_PROBLEM STATEMENT_
Return only those lines of the records below in which "plane" appears.

_DATA FOR THE TASK_
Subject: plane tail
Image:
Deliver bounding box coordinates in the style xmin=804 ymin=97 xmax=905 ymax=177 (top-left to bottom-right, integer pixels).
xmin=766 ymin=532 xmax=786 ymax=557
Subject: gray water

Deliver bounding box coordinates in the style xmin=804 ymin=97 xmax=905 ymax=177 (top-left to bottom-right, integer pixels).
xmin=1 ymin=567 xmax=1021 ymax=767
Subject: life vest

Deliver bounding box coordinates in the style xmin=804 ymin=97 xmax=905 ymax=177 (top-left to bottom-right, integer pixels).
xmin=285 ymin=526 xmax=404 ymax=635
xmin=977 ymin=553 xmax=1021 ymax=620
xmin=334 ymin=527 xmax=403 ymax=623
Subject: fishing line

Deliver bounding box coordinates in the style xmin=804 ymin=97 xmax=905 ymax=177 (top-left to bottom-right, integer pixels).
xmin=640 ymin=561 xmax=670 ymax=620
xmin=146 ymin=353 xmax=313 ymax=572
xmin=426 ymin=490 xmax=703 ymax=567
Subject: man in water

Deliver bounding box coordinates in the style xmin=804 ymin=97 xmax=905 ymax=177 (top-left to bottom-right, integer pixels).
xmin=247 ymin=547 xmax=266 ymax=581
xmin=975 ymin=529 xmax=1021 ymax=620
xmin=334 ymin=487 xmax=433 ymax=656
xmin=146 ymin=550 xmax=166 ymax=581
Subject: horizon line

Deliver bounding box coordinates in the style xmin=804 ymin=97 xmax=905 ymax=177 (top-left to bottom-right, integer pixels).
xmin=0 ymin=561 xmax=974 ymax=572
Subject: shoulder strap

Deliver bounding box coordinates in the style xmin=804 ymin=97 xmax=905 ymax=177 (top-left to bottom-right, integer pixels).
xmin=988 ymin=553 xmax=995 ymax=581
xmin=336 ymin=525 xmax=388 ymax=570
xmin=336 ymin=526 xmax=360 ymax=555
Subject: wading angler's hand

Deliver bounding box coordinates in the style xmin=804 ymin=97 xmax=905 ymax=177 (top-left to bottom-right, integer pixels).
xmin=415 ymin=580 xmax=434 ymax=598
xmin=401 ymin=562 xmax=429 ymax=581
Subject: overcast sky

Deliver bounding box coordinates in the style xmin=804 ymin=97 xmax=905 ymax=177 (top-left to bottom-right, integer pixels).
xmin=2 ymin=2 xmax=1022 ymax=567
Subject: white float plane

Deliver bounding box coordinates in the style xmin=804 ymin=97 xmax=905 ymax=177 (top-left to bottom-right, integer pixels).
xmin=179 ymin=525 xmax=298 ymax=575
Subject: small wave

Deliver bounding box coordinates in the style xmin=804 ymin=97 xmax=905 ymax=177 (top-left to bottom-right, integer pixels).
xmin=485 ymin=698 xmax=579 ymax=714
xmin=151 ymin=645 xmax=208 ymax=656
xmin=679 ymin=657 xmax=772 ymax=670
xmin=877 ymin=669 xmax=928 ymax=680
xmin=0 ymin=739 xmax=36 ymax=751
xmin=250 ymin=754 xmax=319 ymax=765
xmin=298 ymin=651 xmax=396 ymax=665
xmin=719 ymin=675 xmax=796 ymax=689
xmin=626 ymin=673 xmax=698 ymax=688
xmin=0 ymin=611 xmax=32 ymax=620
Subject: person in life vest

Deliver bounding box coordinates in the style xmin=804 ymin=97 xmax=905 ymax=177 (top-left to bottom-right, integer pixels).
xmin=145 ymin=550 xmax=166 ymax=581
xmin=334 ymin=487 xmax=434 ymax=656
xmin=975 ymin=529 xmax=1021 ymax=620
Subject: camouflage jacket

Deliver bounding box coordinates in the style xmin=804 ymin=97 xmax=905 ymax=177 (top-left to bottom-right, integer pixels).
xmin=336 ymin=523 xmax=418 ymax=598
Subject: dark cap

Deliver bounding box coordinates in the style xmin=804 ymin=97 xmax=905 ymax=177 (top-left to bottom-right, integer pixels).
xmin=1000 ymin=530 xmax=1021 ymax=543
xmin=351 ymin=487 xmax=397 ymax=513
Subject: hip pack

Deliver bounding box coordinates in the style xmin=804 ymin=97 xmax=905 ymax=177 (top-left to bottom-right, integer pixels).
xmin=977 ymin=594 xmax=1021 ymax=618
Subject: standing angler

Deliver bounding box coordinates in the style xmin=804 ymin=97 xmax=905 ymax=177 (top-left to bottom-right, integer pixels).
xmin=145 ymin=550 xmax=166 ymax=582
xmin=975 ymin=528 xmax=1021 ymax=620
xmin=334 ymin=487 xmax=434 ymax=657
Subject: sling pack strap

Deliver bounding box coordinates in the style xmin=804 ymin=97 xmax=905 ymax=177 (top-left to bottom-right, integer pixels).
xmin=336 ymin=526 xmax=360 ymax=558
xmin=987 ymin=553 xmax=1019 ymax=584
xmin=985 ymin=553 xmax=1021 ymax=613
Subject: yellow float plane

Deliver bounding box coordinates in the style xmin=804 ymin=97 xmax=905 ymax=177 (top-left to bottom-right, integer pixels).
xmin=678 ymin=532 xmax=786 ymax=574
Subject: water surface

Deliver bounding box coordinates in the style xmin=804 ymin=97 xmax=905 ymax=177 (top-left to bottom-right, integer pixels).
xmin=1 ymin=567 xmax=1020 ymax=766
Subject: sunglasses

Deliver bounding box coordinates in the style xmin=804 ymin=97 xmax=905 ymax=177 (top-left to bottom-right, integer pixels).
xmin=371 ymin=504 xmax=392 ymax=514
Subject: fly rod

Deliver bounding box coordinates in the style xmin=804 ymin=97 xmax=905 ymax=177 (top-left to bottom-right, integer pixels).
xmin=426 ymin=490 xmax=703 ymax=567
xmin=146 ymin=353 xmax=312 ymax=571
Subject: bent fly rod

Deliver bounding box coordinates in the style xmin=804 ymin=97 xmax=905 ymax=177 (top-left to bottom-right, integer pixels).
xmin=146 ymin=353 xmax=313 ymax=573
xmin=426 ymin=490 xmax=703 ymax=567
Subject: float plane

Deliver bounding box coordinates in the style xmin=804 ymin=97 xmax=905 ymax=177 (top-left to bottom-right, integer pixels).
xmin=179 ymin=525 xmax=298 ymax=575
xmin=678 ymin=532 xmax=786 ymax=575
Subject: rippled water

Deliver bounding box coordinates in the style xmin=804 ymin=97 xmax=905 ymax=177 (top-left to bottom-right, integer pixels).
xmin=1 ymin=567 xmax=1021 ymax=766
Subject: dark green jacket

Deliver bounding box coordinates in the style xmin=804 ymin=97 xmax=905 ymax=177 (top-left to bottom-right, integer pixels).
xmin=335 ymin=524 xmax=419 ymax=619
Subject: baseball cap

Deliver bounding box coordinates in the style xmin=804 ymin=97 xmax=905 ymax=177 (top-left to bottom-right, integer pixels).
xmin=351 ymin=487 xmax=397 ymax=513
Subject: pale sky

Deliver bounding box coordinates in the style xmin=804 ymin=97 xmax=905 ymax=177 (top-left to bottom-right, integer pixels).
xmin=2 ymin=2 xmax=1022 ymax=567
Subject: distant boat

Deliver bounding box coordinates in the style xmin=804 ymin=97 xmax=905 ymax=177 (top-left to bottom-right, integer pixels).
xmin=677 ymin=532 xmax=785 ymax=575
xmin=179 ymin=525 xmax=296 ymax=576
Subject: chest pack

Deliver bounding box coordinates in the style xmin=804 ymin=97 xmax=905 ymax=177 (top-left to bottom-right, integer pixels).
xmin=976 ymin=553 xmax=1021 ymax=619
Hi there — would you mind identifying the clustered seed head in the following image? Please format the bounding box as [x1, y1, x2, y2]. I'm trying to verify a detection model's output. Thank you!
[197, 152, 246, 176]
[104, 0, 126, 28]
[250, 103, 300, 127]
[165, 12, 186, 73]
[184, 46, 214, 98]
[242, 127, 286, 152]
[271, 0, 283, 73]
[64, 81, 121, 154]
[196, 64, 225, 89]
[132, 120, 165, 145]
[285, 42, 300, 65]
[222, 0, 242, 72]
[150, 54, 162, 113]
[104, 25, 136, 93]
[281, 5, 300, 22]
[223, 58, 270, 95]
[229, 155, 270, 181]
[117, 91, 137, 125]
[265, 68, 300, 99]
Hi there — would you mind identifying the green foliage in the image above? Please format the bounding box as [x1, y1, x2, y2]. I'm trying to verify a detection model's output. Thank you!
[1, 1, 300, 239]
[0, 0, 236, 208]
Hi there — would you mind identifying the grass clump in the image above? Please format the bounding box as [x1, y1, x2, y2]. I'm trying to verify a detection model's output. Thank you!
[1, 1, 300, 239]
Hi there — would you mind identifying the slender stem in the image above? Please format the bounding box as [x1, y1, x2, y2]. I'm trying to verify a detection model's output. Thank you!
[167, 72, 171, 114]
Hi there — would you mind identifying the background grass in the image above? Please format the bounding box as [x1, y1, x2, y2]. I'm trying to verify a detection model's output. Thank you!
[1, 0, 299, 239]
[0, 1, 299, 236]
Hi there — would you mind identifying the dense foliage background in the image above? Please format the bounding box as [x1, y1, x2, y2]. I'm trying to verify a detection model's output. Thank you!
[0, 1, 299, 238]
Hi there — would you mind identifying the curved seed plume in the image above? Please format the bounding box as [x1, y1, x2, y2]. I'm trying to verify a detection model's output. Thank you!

_OUTPUT BELOW_
Subject: plane tail
Subject: white float plane
Subject: yellow float plane
Subject: float plane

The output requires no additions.